» Input data
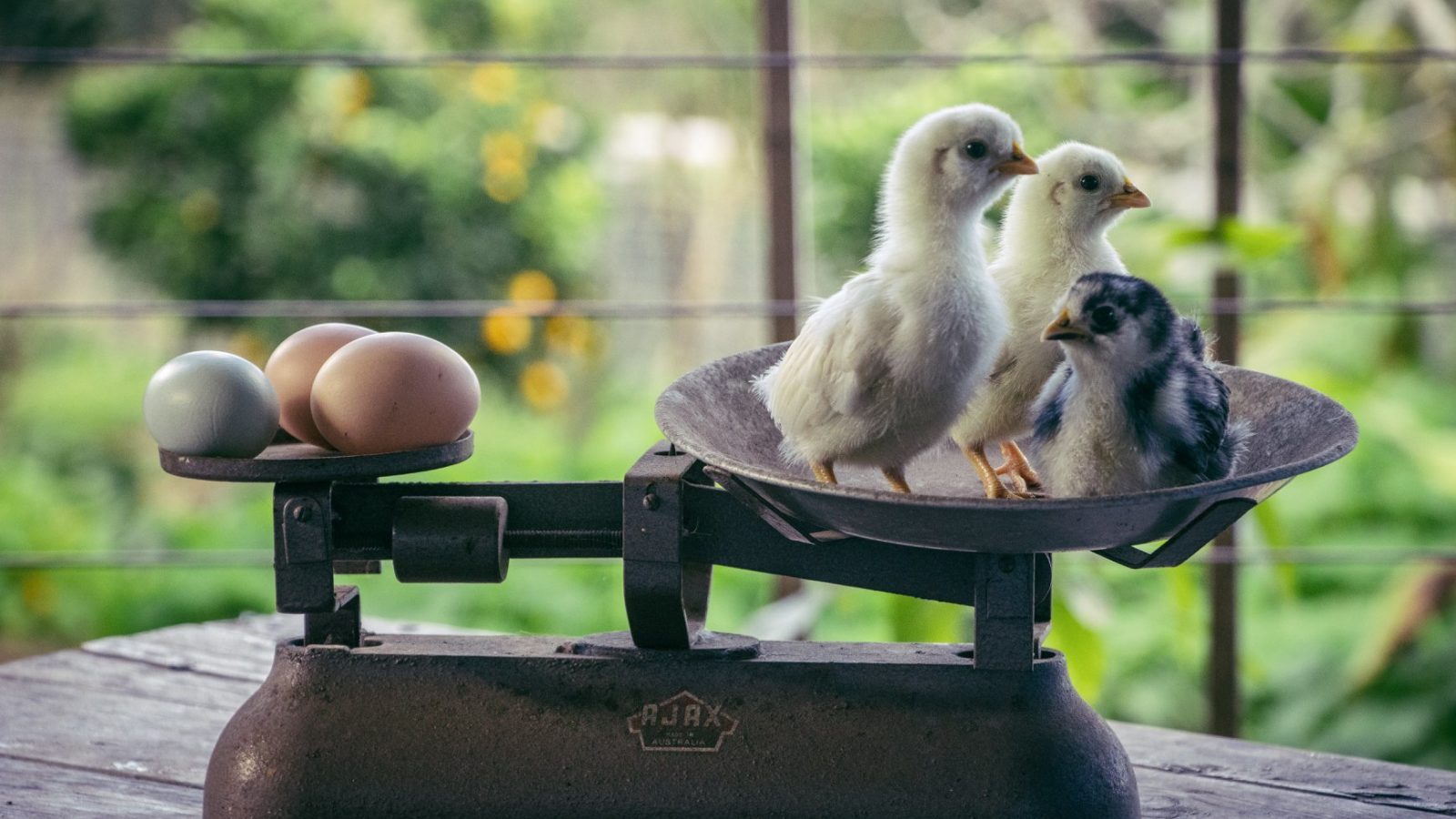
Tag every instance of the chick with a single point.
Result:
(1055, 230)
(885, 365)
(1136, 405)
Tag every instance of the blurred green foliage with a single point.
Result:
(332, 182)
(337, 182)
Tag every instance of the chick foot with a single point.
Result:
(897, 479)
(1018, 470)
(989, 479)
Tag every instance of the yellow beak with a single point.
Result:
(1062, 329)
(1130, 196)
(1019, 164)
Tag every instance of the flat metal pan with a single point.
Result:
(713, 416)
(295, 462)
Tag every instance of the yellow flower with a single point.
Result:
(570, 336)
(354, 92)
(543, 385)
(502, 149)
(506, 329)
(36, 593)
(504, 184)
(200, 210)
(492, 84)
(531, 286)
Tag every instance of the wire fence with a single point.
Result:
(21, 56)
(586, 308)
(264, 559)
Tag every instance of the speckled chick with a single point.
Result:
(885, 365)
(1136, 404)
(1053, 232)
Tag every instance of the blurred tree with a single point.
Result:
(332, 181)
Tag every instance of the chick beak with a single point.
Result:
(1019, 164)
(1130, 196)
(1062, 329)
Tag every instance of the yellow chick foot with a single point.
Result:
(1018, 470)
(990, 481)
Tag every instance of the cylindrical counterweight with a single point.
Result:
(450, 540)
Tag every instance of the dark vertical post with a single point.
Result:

...

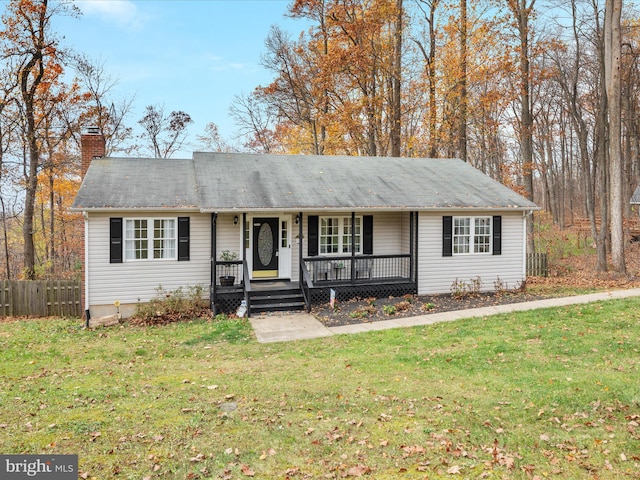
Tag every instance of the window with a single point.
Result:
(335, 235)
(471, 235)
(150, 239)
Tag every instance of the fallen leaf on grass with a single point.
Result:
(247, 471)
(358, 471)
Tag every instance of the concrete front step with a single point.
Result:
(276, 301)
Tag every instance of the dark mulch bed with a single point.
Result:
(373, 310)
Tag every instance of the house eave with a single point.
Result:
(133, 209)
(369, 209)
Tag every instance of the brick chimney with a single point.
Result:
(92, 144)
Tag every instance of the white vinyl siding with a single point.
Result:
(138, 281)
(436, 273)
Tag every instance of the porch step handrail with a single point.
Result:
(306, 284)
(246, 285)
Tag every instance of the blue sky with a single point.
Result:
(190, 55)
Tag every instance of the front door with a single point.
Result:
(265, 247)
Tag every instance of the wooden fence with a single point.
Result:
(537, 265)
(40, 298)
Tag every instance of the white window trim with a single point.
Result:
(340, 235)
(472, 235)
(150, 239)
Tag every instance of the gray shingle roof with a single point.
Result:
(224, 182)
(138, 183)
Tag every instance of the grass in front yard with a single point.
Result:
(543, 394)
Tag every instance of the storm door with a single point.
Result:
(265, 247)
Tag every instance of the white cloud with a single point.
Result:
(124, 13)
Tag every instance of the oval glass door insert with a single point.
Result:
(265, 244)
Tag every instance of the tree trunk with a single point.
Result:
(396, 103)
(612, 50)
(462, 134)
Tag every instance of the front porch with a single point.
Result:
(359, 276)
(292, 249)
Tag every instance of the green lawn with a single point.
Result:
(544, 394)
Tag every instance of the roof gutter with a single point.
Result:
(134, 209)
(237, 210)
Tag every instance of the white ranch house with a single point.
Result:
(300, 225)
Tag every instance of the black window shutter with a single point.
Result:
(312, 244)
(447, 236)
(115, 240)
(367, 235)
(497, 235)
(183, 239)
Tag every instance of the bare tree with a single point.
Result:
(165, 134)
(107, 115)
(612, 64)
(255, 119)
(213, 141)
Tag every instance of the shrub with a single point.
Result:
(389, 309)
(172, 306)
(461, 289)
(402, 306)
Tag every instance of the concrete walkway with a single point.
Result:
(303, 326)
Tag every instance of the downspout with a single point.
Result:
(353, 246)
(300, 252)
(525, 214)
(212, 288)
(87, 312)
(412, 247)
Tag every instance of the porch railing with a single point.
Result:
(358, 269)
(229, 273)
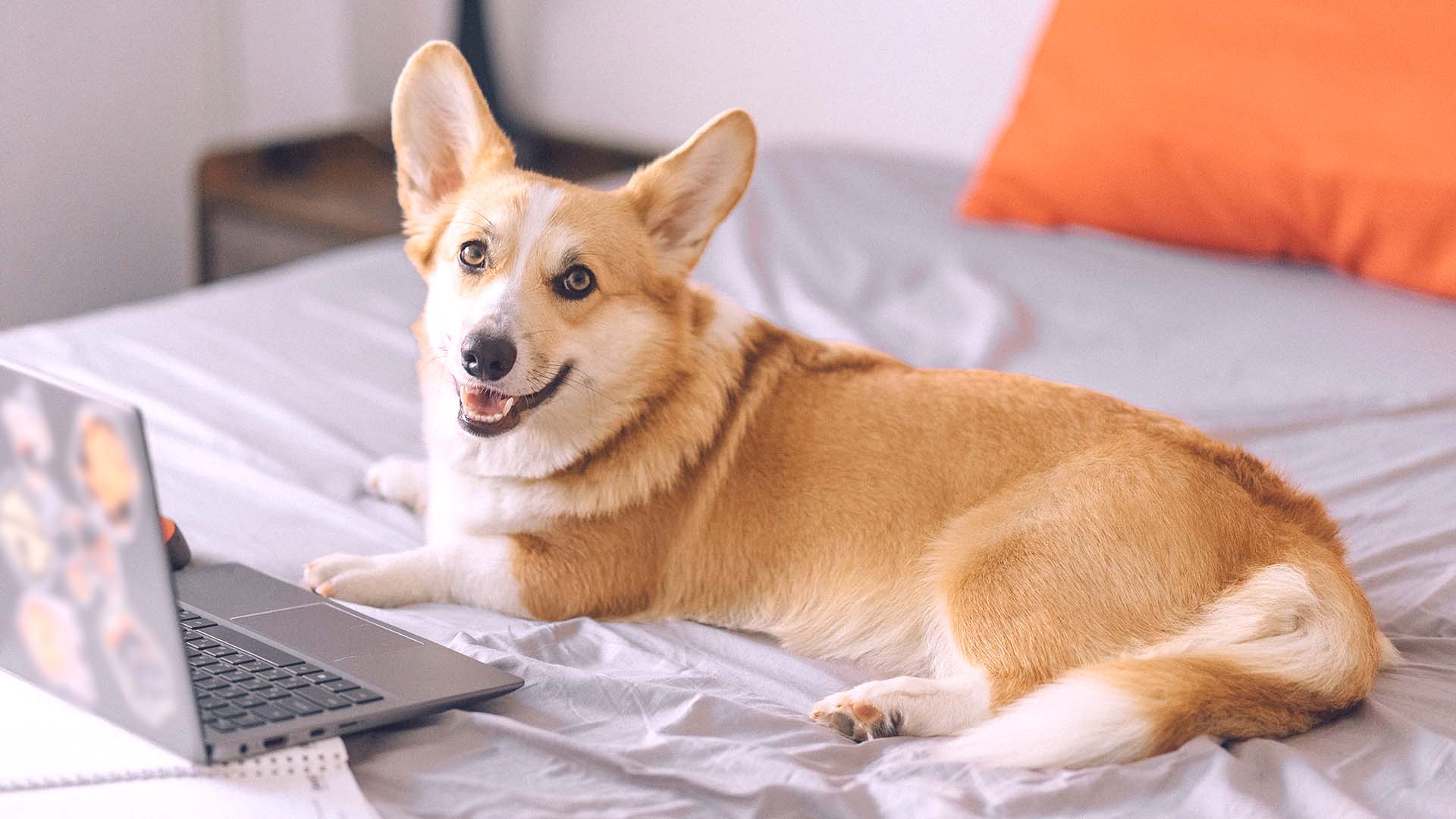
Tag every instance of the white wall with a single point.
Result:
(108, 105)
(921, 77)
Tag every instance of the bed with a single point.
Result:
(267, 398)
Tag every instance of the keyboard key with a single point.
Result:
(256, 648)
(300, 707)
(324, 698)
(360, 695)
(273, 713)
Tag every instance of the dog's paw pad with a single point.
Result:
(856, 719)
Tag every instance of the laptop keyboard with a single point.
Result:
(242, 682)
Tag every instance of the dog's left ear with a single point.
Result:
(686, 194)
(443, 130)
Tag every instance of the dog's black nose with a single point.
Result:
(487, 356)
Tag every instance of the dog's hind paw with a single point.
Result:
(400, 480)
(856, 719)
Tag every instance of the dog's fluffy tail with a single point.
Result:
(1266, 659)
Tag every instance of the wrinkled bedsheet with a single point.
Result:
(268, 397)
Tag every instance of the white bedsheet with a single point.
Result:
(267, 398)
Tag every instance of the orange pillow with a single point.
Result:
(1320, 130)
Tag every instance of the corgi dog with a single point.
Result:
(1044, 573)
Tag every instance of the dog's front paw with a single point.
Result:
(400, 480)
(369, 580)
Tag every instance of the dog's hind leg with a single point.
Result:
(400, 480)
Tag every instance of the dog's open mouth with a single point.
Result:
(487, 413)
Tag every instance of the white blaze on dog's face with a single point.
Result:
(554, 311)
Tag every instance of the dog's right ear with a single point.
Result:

» Activity
Find all lines in the records that hold the word "chick". Copy them.

» Result
Tag every instance of the chick with a single point.
Tag every instance of the chick foot with a single point.
Tag every instance of the speckled chick with a single point.
Tag every instance of the chick beak with a single point.
Tag every instance of the yellow chick foot with a single point.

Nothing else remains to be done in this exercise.